> INPUT ROWS
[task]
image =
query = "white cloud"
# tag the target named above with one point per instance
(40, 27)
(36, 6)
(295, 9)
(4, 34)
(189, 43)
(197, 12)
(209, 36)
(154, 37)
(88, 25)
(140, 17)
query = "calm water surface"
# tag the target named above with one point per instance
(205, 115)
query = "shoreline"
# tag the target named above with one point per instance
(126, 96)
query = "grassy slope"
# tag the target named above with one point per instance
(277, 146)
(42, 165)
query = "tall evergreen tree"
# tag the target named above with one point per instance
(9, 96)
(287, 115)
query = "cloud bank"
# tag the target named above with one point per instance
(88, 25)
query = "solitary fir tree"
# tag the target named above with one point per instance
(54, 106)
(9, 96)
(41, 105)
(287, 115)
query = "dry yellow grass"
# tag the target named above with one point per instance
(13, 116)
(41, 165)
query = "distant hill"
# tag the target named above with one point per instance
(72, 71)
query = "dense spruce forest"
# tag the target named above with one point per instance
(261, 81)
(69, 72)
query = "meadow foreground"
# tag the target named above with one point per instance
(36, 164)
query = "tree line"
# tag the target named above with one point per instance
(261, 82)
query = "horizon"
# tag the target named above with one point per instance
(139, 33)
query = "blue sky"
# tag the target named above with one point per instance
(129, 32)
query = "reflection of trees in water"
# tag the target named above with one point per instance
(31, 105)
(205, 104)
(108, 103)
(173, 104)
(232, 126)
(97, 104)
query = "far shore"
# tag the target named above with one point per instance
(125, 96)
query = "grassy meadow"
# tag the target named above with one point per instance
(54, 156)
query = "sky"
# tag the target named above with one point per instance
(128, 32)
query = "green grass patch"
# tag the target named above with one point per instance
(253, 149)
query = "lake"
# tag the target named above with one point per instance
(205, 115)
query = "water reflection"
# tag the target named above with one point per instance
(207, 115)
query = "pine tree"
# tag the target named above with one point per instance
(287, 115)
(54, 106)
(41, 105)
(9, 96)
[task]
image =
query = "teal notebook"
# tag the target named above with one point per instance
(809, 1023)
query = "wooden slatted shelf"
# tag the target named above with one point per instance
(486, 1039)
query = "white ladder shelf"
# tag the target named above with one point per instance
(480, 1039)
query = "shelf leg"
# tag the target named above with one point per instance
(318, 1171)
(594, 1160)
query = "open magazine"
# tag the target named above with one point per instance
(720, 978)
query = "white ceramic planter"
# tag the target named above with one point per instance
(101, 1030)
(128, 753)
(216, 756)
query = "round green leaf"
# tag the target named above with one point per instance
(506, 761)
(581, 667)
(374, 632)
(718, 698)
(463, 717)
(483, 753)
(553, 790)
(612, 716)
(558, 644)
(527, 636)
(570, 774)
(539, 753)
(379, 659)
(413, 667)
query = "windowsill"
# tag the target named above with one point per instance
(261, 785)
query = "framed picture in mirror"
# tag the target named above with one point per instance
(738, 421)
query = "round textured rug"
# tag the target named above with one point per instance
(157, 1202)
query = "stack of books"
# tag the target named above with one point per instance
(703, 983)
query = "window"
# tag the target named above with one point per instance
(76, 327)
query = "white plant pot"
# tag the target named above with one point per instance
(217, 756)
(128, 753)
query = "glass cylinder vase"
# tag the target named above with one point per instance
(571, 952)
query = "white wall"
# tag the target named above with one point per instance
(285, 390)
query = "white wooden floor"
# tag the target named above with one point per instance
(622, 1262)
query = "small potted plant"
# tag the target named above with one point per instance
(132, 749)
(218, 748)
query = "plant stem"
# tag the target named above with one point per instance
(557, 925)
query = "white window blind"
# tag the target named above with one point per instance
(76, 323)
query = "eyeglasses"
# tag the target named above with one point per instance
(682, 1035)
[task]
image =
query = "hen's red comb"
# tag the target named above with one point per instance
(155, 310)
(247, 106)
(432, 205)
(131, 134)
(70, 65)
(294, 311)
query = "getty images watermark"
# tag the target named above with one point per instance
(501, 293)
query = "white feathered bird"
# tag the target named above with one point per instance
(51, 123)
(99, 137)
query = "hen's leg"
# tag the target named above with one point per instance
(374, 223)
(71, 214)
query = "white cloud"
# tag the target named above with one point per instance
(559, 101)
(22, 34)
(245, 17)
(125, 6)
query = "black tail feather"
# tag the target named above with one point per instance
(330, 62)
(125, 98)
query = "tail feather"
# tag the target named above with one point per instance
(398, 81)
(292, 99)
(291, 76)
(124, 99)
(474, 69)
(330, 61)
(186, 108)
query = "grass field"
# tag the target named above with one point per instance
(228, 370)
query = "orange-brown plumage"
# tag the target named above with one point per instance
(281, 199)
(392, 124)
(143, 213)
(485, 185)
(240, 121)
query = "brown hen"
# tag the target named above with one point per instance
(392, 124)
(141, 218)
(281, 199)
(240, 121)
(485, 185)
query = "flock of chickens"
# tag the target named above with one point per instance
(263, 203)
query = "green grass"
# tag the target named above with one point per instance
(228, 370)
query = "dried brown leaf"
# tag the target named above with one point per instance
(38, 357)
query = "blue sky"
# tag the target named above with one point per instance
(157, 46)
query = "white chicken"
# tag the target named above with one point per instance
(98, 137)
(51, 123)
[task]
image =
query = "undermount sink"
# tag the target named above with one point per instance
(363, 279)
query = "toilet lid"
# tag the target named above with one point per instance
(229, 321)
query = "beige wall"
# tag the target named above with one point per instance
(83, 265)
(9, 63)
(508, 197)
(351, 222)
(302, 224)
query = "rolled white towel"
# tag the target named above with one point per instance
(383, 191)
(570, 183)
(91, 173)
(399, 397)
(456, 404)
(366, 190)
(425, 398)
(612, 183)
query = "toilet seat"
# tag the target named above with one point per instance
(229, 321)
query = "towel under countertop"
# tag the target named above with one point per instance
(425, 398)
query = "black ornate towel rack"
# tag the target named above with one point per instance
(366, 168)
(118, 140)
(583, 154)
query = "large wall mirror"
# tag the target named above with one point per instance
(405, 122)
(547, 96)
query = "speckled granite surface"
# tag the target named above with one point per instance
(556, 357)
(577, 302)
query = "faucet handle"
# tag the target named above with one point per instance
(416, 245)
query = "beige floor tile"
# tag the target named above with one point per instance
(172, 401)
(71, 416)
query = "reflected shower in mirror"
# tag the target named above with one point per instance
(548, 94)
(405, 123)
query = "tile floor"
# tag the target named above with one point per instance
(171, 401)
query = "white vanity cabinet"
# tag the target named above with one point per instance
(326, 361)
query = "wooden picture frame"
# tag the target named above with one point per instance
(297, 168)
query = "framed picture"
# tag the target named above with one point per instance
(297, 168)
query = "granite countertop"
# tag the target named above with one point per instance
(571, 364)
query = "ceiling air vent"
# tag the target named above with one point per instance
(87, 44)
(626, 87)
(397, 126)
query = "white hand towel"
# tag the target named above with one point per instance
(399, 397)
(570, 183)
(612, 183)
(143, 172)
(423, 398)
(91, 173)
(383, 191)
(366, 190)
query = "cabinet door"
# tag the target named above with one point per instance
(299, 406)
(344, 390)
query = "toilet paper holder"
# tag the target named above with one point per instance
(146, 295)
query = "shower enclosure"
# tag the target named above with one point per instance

> EXERCISE AIM
Write the whole listing out again. Keep every line exactly as it is.

> ANSWER TO THIS EXERCISE
[task]
image =
query = "white cloud"
# tag the target named above with one point per instance
(40, 27)
(36, 6)
(295, 9)
(4, 34)
(189, 43)
(197, 12)
(209, 36)
(154, 37)
(88, 25)
(140, 17)
query = "calm water surface"
# tag the target named above with one point per instance
(205, 115)
query = "shoreline"
# tag the target named above with one point per instance
(126, 96)
query = "grassy slope"
# tag the target named above with one point per instance
(277, 146)
(42, 165)
query = "tall evergreen tree"
# tag the target named above with one point per instance
(9, 96)
(287, 115)
query = "cloud bank"
# tag the target named above with one point per instance
(88, 25)
query = "solitary fir tree"
# tag the target named above with one point per instance
(54, 106)
(9, 96)
(41, 105)
(287, 115)
query = "dry yellow grass"
# tag the target named above with one point per instance
(13, 116)
(41, 165)
query = "distant hill"
# tag the target named above with one point per instance
(72, 71)
query = "dense spruce forest"
# tag the target named above with one point per instance
(261, 81)
(69, 72)
query = "meadow foreground"
# tag the target named above with one point per instance
(36, 164)
query = "tree line"
# tag the target named above with one point per instance
(261, 82)
query = "horizon"
# tag the target named above with one point per instance
(139, 33)
query = "blue sky"
# tag the target named above with one point per instance
(129, 32)
query = "reflection of trees in water"
# tag the target named above with one point per instance
(31, 105)
(205, 104)
(108, 103)
(173, 104)
(232, 126)
(97, 104)
query = "far shore"
# tag the target named above with one point per instance
(125, 96)
query = "grassy meadow"
# tag the target named above with one point per instance
(54, 156)
query = "sky"
# tag the target named above with one point per instance
(128, 32)
query = "green grass patch"
# tag the target named above with one point per instance
(253, 149)
query = "lake"
# tag the target named above with one point per instance
(205, 115)
query = "water reflection"
# tag the target named above with one point per instance
(207, 115)
query = "pine tree"
# tag the target named above with one point per instance
(287, 115)
(54, 106)
(41, 105)
(9, 96)
[task]
image =
query = "teal notebook"
# tag the target named above with one point per instance
(809, 1023)
query = "wooden slatted shelf"
# tag the target named above with one point per instance
(486, 1039)
query = "white ladder shelf"
# tag the target named above with one point per instance
(480, 1039)
query = "shelf leg"
# tag the target named above with one point per instance
(318, 1171)
(594, 1160)
query = "open magazine"
# tag the target named above with one point per instance
(720, 978)
query = "white ceramic planter"
# tag the target named above with one point per instance
(101, 1030)
(128, 753)
(216, 756)
query = "round green leaf"
# tag the target named above with one point per instance
(506, 761)
(581, 667)
(374, 632)
(718, 698)
(463, 717)
(483, 753)
(553, 790)
(612, 716)
(558, 644)
(527, 636)
(570, 774)
(539, 753)
(379, 659)
(413, 667)
query = "windowsill"
# tag the target named above with one point per instance
(261, 785)
query = "framed picture in mirror"
# tag the target named above with one point per instance
(738, 421)
query = "round textured rug"
# tag the target named above with one point per instance
(157, 1202)
query = "stack of books"
# tag the target named above with one point per instance
(703, 983)
query = "window"
# tag the target named above with one point per instance
(76, 327)
query = "white plant pot"
# tag the target named above with one point per instance
(217, 756)
(128, 753)
query = "glass cylinder vase"
# tag the target named above with one point per instance
(571, 952)
query = "white wall"
# tag the target named above with one point per instance
(285, 390)
query = "white wooden floor"
# tag the target named above with one point per instance
(622, 1262)
query = "small potted plant"
# tag the target named above with one point per instance
(132, 749)
(218, 748)
query = "plant stem"
# tag the target named above with one point per instance
(557, 925)
query = "white window blind"
# tag the target named above with one point per instance
(76, 323)
query = "eyeglasses"
# tag the target named above with one point per instance
(682, 1035)
[task]
image =
query = "hen's red comb"
# tag the target named above with one point per instance
(155, 310)
(247, 106)
(432, 205)
(131, 134)
(70, 65)
(294, 311)
query = "getty images watermark"
# tag the target named above with one point per instance
(501, 293)
query = "white feathered bird"
# tag the target named above with one point per instance
(51, 123)
(99, 137)
query = "hen's leg"
# tag the target named above with one point per instance
(374, 223)
(71, 214)
query = "white cloud"
# tag the target named above with one point per instance
(559, 101)
(22, 34)
(245, 17)
(125, 6)
query = "black tail feather"
# tag the target named above with one point per instance
(330, 62)
(125, 98)
query = "tail feather"
# tag the target named above with one point per instance
(398, 81)
(292, 99)
(291, 76)
(124, 99)
(474, 69)
(330, 61)
(186, 108)
query = "grass field"
# tag the target named above with one point per instance
(228, 370)
query = "orange-brown plumage"
# tag the target named above with one point per instance
(281, 199)
(392, 124)
(143, 213)
(485, 185)
(240, 121)
query = "brown hen"
# tag the target named above with one point per instance
(392, 124)
(141, 218)
(281, 199)
(240, 121)
(485, 185)
query = "flock of chickens"
# tag the target named above with one point per instance
(263, 203)
query = "green grass"
# tag the target named above with one point per instance
(228, 370)
query = "dried brown leaf"
# tag the target named above with one point per instance
(38, 357)
query = "blue sky"
# tag the target named above with one point per instance
(157, 46)
query = "white chicken"
# tag the target named above with one point per instance
(98, 137)
(51, 123)
[task]
image =
query = "undermount sink"
# tag the target named above with one point per instance
(363, 279)
query = "toilet lid"
# tag the target named above with one point per instance
(229, 321)
query = "beige wall"
# tag the target named above with one point per instance
(83, 265)
(9, 63)
(508, 197)
(351, 222)
(302, 224)
query = "rolled white towel"
# tag the target named above with one point per instance
(383, 191)
(570, 183)
(91, 173)
(399, 397)
(456, 404)
(366, 190)
(425, 398)
(612, 183)
query = "toilet seat"
# tag the target named above with one point per instance
(229, 321)
query = "towel under countertop"
# tag the target named above with one point per instance
(425, 398)
query = "black ornate towel rack"
# tag the target named above with one point per instance
(366, 168)
(118, 140)
(583, 154)
query = "large wall mirror"
# tag the target named above with one point per instance
(405, 122)
(547, 96)
query = "speckled granite surface"
# tag the target named above with one point per instance
(556, 357)
(577, 302)
query = "faucet handle"
# tag the target named above with one point per instance
(416, 245)
query = "beige floor tile"
# tag the target named above with one point per instance
(172, 401)
(71, 416)
query = "reflected shower in mirror"
# tag the target named above with one point per instance
(548, 94)
(405, 123)
query = "tile floor"
# tag the target named above with one point per instance
(171, 401)
query = "white vanity cabinet"
# tag the target named above with one point per instance
(326, 361)
query = "wooden picture frame"
# tag the target named above with one point per instance
(297, 168)
query = "framed picture"
# tag the target named above with one point per instance
(297, 168)
query = "granite countertop"
# tag the target named above with one point per instance
(571, 364)
query = "ceiling air vent"
# tag the target named above with one point per instance
(87, 44)
(626, 87)
(397, 126)
query = "white hand towel"
# tag the target named above with one point per instance
(399, 397)
(570, 183)
(612, 183)
(143, 172)
(423, 398)
(91, 173)
(383, 191)
(366, 190)
query = "cabinet door"
# tag the target named above with one point per instance
(299, 406)
(344, 390)
query = "toilet paper holder"
# tag the target named above with one point per instance
(146, 295)
query = "shower enclosure"
# tag the target named above with one point per instance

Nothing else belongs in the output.